What the exercise asks:
Locate each line in the material below that contains the string "branch", and copy those lines.

Entries for bounding box labeling:
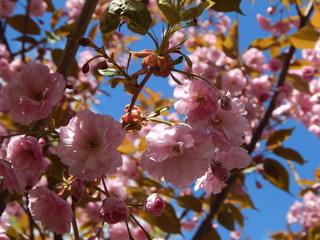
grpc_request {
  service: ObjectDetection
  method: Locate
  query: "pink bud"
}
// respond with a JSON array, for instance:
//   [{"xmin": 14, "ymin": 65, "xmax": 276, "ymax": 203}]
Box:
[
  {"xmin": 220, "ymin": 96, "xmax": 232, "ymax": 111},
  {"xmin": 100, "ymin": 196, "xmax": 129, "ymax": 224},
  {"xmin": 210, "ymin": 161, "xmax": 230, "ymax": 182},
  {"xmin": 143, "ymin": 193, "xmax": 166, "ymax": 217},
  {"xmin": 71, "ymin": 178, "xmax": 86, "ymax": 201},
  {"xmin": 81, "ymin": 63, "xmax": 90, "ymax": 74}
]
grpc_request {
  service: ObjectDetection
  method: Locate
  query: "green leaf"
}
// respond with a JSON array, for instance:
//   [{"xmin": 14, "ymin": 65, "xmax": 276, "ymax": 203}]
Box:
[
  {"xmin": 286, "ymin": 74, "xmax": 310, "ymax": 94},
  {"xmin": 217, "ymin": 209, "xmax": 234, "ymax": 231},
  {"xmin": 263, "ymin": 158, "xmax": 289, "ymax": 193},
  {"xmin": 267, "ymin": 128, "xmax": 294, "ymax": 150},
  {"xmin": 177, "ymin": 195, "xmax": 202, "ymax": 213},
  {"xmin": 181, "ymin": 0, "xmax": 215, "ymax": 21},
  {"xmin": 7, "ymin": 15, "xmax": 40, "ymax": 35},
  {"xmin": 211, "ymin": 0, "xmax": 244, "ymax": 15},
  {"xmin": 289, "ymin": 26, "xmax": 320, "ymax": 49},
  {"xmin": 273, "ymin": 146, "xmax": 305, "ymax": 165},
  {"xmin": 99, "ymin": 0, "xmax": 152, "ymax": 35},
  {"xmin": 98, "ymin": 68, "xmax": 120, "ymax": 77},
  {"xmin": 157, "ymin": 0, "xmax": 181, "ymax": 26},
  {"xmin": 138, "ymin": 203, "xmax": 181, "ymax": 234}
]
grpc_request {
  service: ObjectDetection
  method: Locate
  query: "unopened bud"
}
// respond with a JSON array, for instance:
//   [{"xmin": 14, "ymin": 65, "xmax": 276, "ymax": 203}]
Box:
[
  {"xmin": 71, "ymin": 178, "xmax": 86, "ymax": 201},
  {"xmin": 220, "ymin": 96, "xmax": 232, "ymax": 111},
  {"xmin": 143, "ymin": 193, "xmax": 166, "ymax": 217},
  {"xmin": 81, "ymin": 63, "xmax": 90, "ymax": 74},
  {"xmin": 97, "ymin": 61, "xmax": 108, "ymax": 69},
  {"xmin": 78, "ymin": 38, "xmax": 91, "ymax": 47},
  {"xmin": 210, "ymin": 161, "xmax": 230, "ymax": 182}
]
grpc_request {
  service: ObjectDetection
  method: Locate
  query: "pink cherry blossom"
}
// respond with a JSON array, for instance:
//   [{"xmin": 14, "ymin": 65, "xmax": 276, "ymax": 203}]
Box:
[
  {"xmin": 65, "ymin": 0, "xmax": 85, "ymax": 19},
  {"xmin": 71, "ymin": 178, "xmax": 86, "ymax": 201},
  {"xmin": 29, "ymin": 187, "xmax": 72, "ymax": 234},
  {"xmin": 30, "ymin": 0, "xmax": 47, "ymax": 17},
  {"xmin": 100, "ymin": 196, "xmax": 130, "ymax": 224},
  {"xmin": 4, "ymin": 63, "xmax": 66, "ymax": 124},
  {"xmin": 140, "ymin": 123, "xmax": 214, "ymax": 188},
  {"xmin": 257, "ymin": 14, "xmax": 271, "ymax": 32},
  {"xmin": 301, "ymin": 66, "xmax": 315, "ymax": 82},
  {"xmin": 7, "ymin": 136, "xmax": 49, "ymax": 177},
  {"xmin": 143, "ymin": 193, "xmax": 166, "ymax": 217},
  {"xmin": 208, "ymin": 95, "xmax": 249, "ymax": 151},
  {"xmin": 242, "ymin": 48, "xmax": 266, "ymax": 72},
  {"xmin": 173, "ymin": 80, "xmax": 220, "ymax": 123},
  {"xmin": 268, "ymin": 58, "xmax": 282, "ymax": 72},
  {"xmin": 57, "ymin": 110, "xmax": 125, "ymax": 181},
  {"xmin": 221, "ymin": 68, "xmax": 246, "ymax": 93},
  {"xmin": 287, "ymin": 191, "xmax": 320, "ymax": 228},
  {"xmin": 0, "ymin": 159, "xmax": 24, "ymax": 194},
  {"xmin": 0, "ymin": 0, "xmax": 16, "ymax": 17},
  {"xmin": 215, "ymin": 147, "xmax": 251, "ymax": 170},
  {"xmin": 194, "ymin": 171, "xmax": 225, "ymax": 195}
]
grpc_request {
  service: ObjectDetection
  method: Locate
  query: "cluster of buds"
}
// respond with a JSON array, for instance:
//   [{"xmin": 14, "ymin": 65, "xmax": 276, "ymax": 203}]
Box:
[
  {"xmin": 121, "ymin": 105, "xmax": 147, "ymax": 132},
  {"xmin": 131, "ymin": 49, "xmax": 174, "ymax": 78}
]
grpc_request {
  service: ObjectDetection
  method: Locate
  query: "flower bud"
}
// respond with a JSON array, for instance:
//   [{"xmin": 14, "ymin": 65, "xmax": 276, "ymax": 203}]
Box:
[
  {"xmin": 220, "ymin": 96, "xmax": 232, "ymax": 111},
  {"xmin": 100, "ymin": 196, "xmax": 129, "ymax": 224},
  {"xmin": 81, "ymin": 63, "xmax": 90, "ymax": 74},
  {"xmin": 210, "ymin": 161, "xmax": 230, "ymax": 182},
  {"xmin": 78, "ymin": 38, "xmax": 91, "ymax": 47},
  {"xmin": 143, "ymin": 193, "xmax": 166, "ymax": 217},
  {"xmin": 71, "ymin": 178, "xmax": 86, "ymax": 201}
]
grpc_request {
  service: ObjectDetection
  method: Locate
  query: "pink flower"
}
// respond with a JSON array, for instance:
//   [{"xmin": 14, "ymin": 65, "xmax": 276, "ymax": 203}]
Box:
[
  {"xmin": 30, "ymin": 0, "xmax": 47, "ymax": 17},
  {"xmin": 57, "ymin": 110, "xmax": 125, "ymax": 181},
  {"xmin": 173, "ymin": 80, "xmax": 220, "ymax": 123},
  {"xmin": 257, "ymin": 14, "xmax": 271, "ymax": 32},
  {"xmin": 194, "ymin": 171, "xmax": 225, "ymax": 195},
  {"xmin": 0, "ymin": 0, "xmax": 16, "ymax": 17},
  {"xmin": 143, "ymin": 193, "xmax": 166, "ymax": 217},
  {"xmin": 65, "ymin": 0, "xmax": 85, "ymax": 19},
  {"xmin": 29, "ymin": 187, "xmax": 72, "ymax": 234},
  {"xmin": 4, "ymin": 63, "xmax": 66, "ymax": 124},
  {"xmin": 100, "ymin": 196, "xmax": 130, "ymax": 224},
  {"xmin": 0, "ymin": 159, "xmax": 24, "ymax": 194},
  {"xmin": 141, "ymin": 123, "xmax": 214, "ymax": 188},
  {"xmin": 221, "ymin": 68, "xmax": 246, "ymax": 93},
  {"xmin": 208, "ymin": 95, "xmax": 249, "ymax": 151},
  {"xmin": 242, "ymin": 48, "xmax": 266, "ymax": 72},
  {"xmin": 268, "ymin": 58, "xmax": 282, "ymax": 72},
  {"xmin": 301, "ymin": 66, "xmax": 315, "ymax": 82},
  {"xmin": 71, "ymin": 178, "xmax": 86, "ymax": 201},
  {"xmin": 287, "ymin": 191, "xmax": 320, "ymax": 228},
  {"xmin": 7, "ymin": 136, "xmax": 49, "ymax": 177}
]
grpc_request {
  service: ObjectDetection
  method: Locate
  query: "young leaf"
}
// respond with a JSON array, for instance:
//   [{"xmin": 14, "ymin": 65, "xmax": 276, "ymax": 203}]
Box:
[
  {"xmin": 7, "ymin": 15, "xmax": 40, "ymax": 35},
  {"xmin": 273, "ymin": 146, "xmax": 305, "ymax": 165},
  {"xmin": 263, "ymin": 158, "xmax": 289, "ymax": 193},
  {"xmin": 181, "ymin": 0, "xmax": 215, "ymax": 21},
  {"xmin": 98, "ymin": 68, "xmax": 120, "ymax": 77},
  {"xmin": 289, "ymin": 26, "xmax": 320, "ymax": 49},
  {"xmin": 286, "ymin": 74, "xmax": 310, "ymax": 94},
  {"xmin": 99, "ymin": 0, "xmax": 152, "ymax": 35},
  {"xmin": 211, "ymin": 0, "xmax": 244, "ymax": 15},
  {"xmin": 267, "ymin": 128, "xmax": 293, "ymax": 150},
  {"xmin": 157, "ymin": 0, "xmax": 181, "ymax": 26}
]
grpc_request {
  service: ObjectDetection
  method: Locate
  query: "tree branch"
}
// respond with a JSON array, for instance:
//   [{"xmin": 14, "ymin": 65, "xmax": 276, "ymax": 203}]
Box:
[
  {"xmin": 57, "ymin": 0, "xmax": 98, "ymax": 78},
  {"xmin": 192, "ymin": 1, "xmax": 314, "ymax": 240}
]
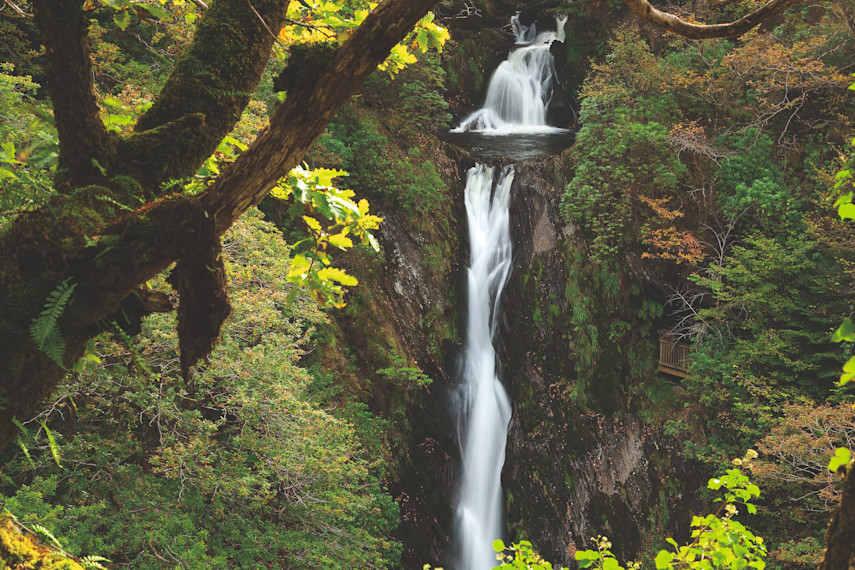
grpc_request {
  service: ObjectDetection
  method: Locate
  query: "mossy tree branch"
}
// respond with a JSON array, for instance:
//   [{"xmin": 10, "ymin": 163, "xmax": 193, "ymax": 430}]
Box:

...

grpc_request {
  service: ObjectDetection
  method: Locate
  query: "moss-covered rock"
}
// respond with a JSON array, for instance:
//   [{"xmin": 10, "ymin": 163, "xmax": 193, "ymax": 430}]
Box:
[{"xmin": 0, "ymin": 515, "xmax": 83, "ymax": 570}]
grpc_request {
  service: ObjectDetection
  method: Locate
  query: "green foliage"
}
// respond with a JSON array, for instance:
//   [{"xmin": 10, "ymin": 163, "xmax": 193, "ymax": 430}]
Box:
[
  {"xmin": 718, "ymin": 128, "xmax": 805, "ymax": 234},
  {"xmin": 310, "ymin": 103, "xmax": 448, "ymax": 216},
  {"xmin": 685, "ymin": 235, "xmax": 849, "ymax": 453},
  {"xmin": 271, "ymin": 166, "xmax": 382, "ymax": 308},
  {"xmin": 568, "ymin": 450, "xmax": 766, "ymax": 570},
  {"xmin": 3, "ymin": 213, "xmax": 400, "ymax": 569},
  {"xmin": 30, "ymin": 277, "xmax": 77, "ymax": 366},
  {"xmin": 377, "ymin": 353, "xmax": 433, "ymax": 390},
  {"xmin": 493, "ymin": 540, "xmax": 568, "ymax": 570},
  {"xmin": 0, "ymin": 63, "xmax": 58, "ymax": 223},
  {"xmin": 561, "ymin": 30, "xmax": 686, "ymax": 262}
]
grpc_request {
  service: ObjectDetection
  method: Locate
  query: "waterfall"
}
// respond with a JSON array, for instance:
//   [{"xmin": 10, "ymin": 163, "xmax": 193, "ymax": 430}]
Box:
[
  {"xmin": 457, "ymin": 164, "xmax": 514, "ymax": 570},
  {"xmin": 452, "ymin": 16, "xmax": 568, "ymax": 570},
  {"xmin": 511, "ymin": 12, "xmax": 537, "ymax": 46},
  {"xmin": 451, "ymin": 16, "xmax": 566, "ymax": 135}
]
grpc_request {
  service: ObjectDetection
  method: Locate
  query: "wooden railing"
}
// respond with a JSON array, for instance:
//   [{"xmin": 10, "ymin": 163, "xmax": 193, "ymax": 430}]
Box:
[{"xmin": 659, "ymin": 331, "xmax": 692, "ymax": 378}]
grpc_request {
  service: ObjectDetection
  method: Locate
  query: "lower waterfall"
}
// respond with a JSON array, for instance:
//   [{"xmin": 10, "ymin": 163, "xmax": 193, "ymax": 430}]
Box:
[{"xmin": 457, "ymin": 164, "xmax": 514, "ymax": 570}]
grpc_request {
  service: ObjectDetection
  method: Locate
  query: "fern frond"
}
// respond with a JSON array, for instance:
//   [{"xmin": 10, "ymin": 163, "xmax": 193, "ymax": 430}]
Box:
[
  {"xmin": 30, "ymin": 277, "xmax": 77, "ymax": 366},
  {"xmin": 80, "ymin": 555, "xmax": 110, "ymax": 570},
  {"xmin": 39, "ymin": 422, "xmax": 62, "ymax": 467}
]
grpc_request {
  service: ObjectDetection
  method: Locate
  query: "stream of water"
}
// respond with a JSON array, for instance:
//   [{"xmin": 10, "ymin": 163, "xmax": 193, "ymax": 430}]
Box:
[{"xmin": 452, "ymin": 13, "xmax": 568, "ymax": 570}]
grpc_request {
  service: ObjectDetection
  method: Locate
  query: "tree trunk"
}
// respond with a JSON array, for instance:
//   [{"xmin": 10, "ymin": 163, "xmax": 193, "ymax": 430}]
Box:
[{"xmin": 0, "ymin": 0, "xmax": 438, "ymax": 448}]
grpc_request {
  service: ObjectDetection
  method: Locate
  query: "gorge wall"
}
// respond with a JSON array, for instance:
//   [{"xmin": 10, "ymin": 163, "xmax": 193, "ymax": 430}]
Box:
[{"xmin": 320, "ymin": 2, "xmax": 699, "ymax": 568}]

Result:
  query: "tree branch"
  query: "mossy tree branch"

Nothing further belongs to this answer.